### Data listing:
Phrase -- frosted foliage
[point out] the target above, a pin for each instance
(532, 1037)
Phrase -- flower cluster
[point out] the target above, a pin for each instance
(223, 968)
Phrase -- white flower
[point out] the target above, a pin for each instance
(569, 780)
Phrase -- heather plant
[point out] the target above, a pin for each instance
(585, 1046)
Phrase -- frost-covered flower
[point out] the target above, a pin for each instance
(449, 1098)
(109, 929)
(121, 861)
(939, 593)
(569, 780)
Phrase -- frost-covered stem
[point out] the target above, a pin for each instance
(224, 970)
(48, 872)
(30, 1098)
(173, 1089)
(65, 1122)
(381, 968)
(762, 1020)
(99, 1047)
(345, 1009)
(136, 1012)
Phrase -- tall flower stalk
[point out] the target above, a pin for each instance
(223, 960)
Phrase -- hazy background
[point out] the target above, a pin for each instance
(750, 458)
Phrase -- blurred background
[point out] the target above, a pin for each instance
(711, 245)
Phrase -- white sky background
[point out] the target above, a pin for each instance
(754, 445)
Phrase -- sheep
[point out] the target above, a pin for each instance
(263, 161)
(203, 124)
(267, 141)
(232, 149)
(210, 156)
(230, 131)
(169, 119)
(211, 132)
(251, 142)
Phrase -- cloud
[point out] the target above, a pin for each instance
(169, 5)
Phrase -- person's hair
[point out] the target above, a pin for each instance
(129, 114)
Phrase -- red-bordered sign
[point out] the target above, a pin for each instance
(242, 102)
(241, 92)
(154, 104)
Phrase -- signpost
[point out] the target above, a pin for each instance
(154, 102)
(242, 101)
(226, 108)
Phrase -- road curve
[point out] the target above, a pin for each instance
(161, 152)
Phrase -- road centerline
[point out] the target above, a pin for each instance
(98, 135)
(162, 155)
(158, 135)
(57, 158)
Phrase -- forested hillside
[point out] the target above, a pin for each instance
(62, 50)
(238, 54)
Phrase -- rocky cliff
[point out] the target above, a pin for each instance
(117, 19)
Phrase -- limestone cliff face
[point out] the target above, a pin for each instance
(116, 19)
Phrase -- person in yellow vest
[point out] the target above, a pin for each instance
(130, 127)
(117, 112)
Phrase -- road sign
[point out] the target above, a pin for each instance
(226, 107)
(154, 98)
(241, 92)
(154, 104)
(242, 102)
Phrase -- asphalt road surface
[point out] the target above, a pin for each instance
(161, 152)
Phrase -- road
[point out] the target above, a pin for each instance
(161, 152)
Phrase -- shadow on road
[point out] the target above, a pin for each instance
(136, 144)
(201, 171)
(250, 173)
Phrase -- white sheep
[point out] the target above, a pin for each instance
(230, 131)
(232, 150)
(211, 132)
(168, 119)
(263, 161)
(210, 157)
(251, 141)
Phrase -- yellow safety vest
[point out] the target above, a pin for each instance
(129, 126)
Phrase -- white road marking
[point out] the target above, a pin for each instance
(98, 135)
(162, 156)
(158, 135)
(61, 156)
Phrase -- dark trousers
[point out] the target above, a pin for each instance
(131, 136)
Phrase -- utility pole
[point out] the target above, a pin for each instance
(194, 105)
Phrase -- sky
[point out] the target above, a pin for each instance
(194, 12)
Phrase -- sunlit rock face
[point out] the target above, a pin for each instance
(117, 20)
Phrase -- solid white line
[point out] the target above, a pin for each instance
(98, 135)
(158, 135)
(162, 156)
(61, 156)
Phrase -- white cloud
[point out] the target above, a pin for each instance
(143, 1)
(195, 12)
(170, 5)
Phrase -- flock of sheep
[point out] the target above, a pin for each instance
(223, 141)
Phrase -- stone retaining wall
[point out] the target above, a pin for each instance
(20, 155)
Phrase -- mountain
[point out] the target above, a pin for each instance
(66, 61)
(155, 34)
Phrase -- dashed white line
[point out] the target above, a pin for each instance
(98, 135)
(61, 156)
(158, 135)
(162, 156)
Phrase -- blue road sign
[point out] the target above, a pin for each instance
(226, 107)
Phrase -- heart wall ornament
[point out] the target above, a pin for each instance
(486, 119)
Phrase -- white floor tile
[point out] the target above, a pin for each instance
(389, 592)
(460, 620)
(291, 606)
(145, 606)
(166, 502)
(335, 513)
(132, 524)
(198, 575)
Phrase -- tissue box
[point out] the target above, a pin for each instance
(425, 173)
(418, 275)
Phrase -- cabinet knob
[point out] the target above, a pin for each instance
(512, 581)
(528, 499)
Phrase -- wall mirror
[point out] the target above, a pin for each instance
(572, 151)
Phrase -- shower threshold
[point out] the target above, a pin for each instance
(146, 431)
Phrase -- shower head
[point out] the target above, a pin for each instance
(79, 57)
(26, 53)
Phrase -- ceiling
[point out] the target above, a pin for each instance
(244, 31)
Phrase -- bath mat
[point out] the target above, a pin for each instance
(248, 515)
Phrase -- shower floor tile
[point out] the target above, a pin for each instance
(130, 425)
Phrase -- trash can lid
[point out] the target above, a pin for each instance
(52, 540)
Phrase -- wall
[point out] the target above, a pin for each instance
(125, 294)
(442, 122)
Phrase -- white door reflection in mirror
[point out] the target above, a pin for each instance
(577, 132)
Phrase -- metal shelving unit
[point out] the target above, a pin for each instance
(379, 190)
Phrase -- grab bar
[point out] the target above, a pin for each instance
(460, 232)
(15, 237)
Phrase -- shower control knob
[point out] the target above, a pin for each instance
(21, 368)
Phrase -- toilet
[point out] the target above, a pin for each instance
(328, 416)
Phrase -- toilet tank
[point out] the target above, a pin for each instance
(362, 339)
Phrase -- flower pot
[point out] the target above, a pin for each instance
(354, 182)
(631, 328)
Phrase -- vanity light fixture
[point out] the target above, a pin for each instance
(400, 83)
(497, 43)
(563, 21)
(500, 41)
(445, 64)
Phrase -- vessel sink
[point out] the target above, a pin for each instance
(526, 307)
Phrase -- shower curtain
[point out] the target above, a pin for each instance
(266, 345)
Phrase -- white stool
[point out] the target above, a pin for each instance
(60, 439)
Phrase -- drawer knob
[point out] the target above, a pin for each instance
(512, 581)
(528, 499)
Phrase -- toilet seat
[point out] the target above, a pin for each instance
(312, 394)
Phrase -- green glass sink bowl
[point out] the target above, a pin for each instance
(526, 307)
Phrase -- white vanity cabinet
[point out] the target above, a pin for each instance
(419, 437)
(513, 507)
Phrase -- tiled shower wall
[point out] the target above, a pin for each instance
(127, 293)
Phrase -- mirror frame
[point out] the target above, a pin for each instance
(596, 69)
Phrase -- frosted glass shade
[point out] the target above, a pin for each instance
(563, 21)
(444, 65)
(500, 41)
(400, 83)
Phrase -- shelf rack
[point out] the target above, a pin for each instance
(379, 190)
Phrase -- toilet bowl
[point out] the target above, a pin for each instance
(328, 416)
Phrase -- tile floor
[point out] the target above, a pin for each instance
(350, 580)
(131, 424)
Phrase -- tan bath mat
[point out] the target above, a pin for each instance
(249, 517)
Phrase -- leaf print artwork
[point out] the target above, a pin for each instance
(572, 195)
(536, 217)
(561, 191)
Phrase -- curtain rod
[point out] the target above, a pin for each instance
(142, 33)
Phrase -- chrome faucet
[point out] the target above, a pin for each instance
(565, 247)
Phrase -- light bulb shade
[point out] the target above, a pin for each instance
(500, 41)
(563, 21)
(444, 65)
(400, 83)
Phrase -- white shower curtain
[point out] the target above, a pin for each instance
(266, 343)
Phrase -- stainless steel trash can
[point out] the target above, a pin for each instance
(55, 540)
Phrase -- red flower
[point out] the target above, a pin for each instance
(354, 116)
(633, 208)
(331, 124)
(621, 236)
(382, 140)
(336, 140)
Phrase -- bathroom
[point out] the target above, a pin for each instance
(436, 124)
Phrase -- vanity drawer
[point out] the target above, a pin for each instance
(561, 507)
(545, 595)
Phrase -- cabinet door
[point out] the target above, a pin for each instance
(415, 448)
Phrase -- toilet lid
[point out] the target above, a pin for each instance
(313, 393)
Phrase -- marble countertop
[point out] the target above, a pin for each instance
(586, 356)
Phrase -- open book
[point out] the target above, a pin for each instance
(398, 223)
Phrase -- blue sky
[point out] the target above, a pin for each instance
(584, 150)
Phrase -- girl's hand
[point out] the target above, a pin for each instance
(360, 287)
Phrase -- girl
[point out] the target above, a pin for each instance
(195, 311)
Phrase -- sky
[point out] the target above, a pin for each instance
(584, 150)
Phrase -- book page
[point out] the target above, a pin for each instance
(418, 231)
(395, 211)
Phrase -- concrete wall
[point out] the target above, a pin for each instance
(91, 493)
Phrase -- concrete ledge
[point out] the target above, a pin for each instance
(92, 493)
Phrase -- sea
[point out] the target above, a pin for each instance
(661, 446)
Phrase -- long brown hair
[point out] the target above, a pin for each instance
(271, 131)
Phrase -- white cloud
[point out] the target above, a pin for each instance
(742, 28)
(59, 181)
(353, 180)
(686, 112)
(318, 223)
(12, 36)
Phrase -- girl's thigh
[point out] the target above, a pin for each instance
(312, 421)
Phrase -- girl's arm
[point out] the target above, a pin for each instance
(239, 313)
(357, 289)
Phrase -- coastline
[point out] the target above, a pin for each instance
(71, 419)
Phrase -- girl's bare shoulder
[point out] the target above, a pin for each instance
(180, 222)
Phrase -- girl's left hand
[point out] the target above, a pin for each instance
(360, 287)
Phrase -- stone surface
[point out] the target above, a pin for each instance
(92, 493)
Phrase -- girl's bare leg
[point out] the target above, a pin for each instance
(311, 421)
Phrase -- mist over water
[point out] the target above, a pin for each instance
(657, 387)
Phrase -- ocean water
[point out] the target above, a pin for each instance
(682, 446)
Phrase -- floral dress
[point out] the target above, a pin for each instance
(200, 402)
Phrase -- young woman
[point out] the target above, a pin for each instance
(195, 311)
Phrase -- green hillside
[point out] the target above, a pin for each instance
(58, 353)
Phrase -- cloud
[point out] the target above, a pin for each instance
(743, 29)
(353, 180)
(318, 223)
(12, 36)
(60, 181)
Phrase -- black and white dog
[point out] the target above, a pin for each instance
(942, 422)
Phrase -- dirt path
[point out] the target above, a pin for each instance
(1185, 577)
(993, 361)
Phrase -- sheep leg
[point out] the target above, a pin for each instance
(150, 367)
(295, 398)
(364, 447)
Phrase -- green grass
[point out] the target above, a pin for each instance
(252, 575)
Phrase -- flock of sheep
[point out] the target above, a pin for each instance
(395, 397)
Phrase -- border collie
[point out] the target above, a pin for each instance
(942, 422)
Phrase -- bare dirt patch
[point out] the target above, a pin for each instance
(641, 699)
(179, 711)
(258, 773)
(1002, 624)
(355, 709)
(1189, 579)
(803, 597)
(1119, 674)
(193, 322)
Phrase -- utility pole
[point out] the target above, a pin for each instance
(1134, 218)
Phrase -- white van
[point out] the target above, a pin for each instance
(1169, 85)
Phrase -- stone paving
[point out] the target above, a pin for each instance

### Given task:
From the line that contains "Phrase -- girl's thigh" to the last line of the material above, repeat every line exactly, keeping both the first and the last.

### Solution for this exercise:
Phrase -- girl's thigh
[point out] the target above, a pin for each instance
(312, 421)
Phrase -- girl's arm
[point out] the target above, a pin for each instance
(239, 313)
(357, 289)
Phrase -- coastline
[point out] the target above, a pin for each instance
(71, 419)
Phrase -- girl's bare shoulder
[point out] the target above, a pin for each instance
(180, 222)
Phrase -- girl's left hand
[point out] the target above, a pin for each instance
(360, 287)
Phrase -- stone surface
[point out] the target above, a pin for each instance
(92, 493)
Phrase -- girl's bare leg
[point out] the target above, a pin for each instance
(311, 421)
Phrase -- mist over water
[point out] the target above, a pin for each instance
(657, 387)
Phrase -- ocean water
[point out] the target above, a pin for each instance
(682, 446)
Phrase -- floral dress
[point out] the target above, a pin for each instance
(200, 402)
Phrase -- young woman
[point out] the target above, a pin for each instance
(195, 311)
Phrase -- green hillside
[point out] the target above, a pin for each instance
(58, 353)
Phrase -- cloud
[point out] the target above, a pin for each instance
(743, 29)
(353, 180)
(318, 223)
(12, 36)
(60, 181)
Phrase -- black and white dog
[point out] the target above, a pin for each instance
(942, 422)
Phrase -- dirt path
[point out] the target above, a pin for each instance
(1185, 577)
(993, 361)
Phrase -- sheep leg
[point out] the target above, a pin for each instance
(150, 367)
(295, 398)
(364, 447)
Phrase -- green grass
[point out] the target above, a pin for each instance
(252, 575)
Phrase -- flock of sheep
[point out] the target above, a pin for each instance
(395, 397)
Phrase -- border collie
[point out] the target above, a pin for each instance
(942, 422)
Phrase -- bare dirt patch
[point out] the target above, a pin for each instance
(641, 699)
(179, 711)
(258, 773)
(1002, 624)
(355, 709)
(1189, 579)
(803, 597)
(1119, 674)
(193, 322)
Phrase -- utility pole
[point out] the target above, a pin for each instance
(1134, 218)
Phrase -- white van
[point out] the target above, a pin for each instance
(1169, 85)
Phrase -- stone paving
[point out] the target above, a pin for each instance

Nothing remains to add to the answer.